### Set problem
Please render the records below as a JSON list of strings, one string per line, with blank lines omitted.

### Data excerpts
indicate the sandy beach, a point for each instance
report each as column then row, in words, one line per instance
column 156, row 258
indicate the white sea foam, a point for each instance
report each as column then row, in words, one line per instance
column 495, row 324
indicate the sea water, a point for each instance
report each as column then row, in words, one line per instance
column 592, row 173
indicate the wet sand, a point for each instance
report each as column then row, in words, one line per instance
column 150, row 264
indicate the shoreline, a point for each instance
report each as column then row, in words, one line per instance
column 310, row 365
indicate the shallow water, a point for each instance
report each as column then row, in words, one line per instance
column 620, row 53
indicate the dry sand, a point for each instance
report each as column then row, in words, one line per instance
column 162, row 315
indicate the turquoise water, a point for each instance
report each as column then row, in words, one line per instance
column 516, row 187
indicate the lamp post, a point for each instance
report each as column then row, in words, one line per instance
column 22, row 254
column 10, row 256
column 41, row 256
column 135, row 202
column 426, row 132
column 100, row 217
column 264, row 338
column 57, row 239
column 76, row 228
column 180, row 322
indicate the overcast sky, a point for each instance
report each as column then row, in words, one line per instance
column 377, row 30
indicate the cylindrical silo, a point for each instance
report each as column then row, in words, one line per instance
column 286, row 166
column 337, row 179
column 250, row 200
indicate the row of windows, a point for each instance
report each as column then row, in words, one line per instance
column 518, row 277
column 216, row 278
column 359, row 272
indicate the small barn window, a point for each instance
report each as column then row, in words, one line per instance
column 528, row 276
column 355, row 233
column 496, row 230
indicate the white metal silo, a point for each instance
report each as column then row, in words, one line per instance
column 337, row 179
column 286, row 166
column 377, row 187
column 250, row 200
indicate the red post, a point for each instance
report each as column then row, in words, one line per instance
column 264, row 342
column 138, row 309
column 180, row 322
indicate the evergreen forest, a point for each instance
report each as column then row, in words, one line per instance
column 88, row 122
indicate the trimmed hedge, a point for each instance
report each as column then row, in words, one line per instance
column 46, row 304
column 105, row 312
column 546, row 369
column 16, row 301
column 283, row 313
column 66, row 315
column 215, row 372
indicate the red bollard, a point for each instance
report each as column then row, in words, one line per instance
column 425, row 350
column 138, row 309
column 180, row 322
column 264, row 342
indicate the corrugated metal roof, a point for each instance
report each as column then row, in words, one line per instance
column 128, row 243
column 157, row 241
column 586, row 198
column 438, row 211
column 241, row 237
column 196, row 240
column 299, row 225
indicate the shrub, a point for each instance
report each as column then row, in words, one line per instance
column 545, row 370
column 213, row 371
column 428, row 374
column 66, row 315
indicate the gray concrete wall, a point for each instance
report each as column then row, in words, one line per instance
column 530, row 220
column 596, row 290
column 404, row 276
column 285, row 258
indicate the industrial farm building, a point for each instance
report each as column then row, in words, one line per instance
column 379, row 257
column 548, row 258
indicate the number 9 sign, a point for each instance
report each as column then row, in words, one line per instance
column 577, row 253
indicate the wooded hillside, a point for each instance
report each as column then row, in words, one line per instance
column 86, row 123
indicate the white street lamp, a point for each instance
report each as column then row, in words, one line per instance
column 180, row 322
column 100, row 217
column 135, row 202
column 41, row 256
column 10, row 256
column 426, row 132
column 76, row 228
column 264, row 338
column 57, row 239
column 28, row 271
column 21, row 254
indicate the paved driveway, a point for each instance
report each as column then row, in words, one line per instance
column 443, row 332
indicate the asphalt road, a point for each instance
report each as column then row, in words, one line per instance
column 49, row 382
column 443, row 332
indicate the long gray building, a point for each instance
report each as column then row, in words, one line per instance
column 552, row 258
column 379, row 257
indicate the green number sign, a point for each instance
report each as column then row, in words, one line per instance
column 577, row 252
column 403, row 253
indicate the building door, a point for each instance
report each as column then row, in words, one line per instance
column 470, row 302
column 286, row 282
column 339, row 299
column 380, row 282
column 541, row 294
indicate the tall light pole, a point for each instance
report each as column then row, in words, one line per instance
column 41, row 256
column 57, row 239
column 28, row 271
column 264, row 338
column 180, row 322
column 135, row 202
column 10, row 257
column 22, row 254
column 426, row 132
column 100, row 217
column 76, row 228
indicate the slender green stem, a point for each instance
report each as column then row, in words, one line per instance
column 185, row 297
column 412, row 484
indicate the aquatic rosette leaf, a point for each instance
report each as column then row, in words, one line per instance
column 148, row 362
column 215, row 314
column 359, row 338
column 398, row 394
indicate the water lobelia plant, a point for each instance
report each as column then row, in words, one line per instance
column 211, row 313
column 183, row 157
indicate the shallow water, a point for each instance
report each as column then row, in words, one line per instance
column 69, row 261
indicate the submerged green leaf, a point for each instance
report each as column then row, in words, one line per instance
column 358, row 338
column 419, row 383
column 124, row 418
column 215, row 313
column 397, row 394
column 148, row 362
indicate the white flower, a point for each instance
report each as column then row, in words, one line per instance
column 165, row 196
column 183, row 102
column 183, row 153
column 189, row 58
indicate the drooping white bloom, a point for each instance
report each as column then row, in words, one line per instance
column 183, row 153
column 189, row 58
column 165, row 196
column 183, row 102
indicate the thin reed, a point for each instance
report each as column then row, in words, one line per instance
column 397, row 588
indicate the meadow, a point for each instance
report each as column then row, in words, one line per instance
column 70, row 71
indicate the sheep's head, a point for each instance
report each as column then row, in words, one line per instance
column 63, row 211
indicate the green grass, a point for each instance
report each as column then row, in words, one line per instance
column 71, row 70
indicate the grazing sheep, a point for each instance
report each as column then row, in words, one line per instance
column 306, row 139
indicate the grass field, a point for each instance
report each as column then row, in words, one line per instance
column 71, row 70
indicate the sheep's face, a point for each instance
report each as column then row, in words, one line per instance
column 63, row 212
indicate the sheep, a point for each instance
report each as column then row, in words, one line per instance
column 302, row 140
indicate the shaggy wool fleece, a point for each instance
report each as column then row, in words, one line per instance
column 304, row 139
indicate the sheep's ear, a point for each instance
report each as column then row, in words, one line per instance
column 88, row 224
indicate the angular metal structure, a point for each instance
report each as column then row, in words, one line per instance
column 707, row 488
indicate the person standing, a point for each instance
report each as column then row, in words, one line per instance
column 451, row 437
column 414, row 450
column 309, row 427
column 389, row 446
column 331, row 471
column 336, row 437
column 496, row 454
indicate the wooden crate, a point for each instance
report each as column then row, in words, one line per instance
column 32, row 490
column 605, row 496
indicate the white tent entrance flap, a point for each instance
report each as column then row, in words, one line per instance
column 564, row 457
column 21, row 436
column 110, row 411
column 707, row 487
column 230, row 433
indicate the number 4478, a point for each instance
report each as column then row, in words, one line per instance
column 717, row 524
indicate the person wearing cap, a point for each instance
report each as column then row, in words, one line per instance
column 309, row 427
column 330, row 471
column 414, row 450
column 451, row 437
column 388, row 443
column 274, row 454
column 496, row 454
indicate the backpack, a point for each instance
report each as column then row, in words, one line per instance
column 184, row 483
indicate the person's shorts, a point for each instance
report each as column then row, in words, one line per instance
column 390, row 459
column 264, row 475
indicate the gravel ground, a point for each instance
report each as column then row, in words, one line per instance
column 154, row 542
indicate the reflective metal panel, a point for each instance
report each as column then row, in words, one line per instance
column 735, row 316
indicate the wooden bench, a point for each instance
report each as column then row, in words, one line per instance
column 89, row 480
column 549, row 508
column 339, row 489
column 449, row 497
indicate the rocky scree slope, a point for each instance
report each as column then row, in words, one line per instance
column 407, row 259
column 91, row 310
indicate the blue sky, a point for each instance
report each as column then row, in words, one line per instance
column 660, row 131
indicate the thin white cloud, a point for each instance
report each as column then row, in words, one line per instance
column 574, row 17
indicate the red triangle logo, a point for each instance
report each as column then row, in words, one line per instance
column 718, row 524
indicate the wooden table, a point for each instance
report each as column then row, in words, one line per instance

### The response
[
  "indicate the sandy beach, a point for each instance",
  "report each as column then row, in words, one line per instance",
  "column 156, row 258",
  "indicate the white sea foam, a point for each instance",
  "report each as column then row, in words, one line per instance",
  "column 495, row 324",
  "indicate the sea water, a point for each instance",
  "report each as column then row, in words, one line per instance",
  "column 592, row 173",
  "indicate the wet sand, a point for each instance",
  "report each as column then row, in words, one line per instance",
  "column 150, row 264",
  "indicate the shoreline, a point for each instance",
  "report each as column then row, in words, one line per instance",
  "column 310, row 365",
  "indicate the shallow water, a point for each instance",
  "report each as column then row, in words, one line per instance",
  "column 620, row 53",
  "indicate the dry sand, a point for each instance",
  "report each as column then row, in words, one line per instance",
  "column 162, row 315",
  "indicate the turquoise water, a point for each instance",
  "report each as column then row, in words, one line per instance",
  "column 516, row 187",
  "indicate the lamp post, a point for each instance",
  "report each as column then row, in words, one line per instance",
  "column 22, row 254",
  "column 10, row 256",
  "column 41, row 256",
  "column 135, row 202",
  "column 426, row 132",
  "column 100, row 217",
  "column 264, row 338",
  "column 57, row 239",
  "column 76, row 228",
  "column 180, row 322",
  "indicate the overcast sky, a point for each instance",
  "report each as column then row, in words, one line per instance",
  "column 377, row 30",
  "indicate the cylindrical silo, a point for each instance",
  "report each as column then row, in words, one line per instance",
  "column 286, row 166",
  "column 337, row 179",
  "column 250, row 200",
  "indicate the row of windows, a point for each instance",
  "report each as column then row, in words, one line per instance",
  "column 518, row 277",
  "column 216, row 278",
  "column 359, row 272",
  "indicate the small barn window, a point for each instance",
  "report each as column then row, in words, one line per instance",
  "column 528, row 276",
  "column 355, row 233",
  "column 496, row 230",
  "indicate the white metal silo, a point for each instance",
  "report each as column then row, in words, one line per instance",
  "column 337, row 179",
  "column 286, row 166",
  "column 377, row 187",
  "column 250, row 200",
  "indicate the red post, a point for each instance",
  "report each as column then row, in words, one line per instance",
  "column 264, row 342",
  "column 138, row 309",
  "column 180, row 322",
  "indicate the evergreen forest, a point for each instance",
  "report each as column then row, in words, one line per instance",
  "column 88, row 122",
  "indicate the trimmed hedge, a point for each instance",
  "report each as column then row, in words, one line per instance",
  "column 46, row 304",
  "column 105, row 312",
  "column 546, row 369",
  "column 16, row 301",
  "column 283, row 313",
  "column 66, row 315",
  "column 215, row 372",
  "indicate the red bollard, a point for each instance",
  "report each as column then row, in words, one line per instance",
  "column 425, row 350",
  "column 138, row 309",
  "column 180, row 322",
  "column 264, row 342",
  "indicate the corrugated metal roof, a point for each instance",
  "report each as column then row, in words, one line per instance",
  "column 128, row 243",
  "column 157, row 241",
  "column 586, row 198",
  "column 438, row 211",
  "column 241, row 237",
  "column 196, row 240",
  "column 299, row 225",
  "indicate the shrub, a point for each instance",
  "report each as column then row, in words, one line per instance",
  "column 545, row 370",
  "column 213, row 371",
  "column 428, row 374",
  "column 66, row 315",
  "indicate the gray concrete wall, a point for each instance",
  "report each as column then row, in words, one line per instance",
  "column 530, row 220",
  "column 596, row 290",
  "column 404, row 276",
  "column 285, row 258",
  "indicate the industrial farm building, a point for each instance",
  "report each as column then row, in words, one line per instance",
  "column 379, row 257",
  "column 548, row 258",
  "indicate the number 9 sign, a point for each instance",
  "report each as column then row, in words, one line per instance",
  "column 577, row 253",
  "indicate the wooded hillside, a point for each instance",
  "report each as column then row, in words, one line per instance",
  "column 86, row 123",
  "indicate the white street lamp, a point for each instance",
  "report each as column then row, in words, one line per instance",
  "column 180, row 322",
  "column 100, row 217",
  "column 135, row 202",
  "column 41, row 256",
  "column 10, row 256",
  "column 426, row 132",
  "column 76, row 228",
  "column 264, row 338",
  "column 57, row 239",
  "column 28, row 271",
  "column 21, row 254",
  "indicate the paved driveway, a point for each instance",
  "report each as column then row, in words, one line per instance",
  "column 443, row 332",
  "indicate the asphalt road, a point for each instance",
  "report each as column then row, in words, one line per instance",
  "column 49, row 382",
  "column 443, row 332",
  "indicate the long gray building, a point for each instance",
  "report each as column then row, in words, one line per instance",
  "column 552, row 258",
  "column 379, row 257",
  "indicate the green number sign, a point for each instance",
  "report each as column then row, in words, one line per instance",
  "column 577, row 252",
  "column 403, row 253",
  "indicate the building door, a point for each instance",
  "report each as column then row, in words, one line per instance",
  "column 470, row 302",
  "column 286, row 282",
  "column 339, row 299",
  "column 380, row 282",
  "column 541, row 294",
  "indicate the tall light pole, a point for each instance",
  "report each as column then row, in words, one line per instance",
  "column 41, row 256",
  "column 57, row 239",
  "column 28, row 271",
  "column 264, row 338",
  "column 180, row 322",
  "column 135, row 202",
  "column 10, row 257",
  "column 22, row 254",
  "column 426, row 132",
  "column 100, row 217",
  "column 76, row 228",
  "indicate the slender green stem, a point for each instance",
  "report each as column then row, in words, one line per instance",
  "column 185, row 297",
  "column 412, row 484",
  "indicate the aquatic rosette leaf, a point for each instance",
  "report each as column then row, in words, one line per instance",
  "column 148, row 362",
  "column 215, row 314",
  "column 359, row 338",
  "column 398, row 394",
  "indicate the water lobelia plant, a point for each instance",
  "report each as column then row, in words, one line per instance",
  "column 211, row 313",
  "column 183, row 157",
  "indicate the shallow water, a point for each instance",
  "report each as column then row, in words, one line per instance",
  "column 69, row 261",
  "indicate the submerged green leaf, a point for each instance",
  "report each as column then row, in words, one line per instance",
  "column 358, row 338",
  "column 419, row 383",
  "column 124, row 418",
  "column 215, row 313",
  "column 397, row 394",
  "column 148, row 362",
  "indicate the white flower, a point for each instance",
  "report each as column then row, in words, one line per instance",
  "column 165, row 196",
  "column 183, row 102",
  "column 183, row 153",
  "column 189, row 58",
  "indicate the drooping white bloom, a point for each instance",
  "report each as column then row, in words, one line per instance",
  "column 183, row 153",
  "column 189, row 58",
  "column 165, row 196",
  "column 183, row 102",
  "indicate the thin reed, a point for each instance",
  "report each as column then row, in words, one line per instance",
  "column 397, row 588",
  "indicate the meadow, a point for each instance",
  "report each as column then row, in words, one line per instance",
  "column 70, row 71",
  "indicate the sheep's head, a point for each instance",
  "report each as column then row, in words, one line per instance",
  "column 63, row 211",
  "indicate the green grass, a point for each instance",
  "report each as column then row, in words, one line per instance",
  "column 71, row 70",
  "indicate the grazing sheep, a point for each instance",
  "report each as column then row, in words, one line per instance",
  "column 306, row 139",
  "indicate the grass field, a point for each instance",
  "report each as column then row, in words, one line per instance",
  "column 71, row 70",
  "indicate the sheep's face, a point for each instance",
  "report each as column then row, in words, one line per instance",
  "column 63, row 212",
  "indicate the sheep, a point for each instance",
  "report each as column then row, in words, one line per instance",
  "column 302, row 140",
  "indicate the shaggy wool fleece, a point for each instance",
  "report each as column then row, in words, one line per instance",
  "column 304, row 139",
  "indicate the sheep's ear, a point for each instance",
  "report each as column then row, in words, one line per instance",
  "column 88, row 224",
  "indicate the angular metal structure, a point for each instance",
  "report each as column then row, in words, one line per instance",
  "column 707, row 488",
  "indicate the person standing, a point for each instance",
  "report each as column then row, in words, one line per instance",
  "column 451, row 437",
  "column 414, row 450",
  "column 309, row 427",
  "column 389, row 446",
  "column 331, row 471",
  "column 336, row 437",
  "column 496, row 454",
  "indicate the wooden crate, a point for each instance",
  "report each as column then row, in words, one line per instance",
  "column 32, row 490",
  "column 605, row 496",
  "indicate the white tent entrance flap, a point for each instance",
  "report each as column then row, in words, one line per instance",
  "column 564, row 457",
  "column 21, row 436",
  "column 110, row 411",
  "column 707, row 487",
  "column 230, row 433",
  "indicate the number 4478, a point for each instance",
  "report each as column then row, in words, one line per instance",
  "column 717, row 524",
  "indicate the person wearing cap, a point for each instance",
  "report each as column then row, in words, one line per instance",
  "column 309, row 427",
  "column 330, row 471",
  "column 414, row 450",
  "column 451, row 437",
  "column 388, row 443",
  "column 274, row 454",
  "column 496, row 454",
  "indicate the backpack, a point for each instance",
  "report each as column then row, in words, one line per instance",
  "column 184, row 483",
  "indicate the person's shorts, a point for each instance",
  "report each as column then row, in words, one line per instance",
  "column 390, row 459",
  "column 264, row 475",
  "indicate the gravel ground, a point for each instance",
  "report each as column then row, in words, one line per instance",
  "column 154, row 542",
  "indicate the reflective metal panel, a point for each instance",
  "report each as column then row, in words, one line per instance",
  "column 735, row 316",
  "indicate the wooden bench, a point for each instance",
  "report each as column then row, in words, one line per instance",
  "column 89, row 480",
  "column 549, row 508",
  "column 339, row 489",
  "column 449, row 497",
  "indicate the rocky scree slope, a point for each instance",
  "report each as column then row, in words, one line per instance",
  "column 407, row 259",
  "column 91, row 310",
  "indicate the blue sky, a point for each instance",
  "report each as column then row, in words, one line per instance",
  "column 660, row 131",
  "indicate the thin white cloud, a point for each instance",
  "report each as column then row, in words, one line per instance",
  "column 574, row 17",
  "indicate the red triangle logo, a point for each instance",
  "report each as column then row, in words, one line per instance",
  "column 718, row 524",
  "indicate the wooden table, a point for each instance",
  "report each as column then row, in words, one line per instance"
]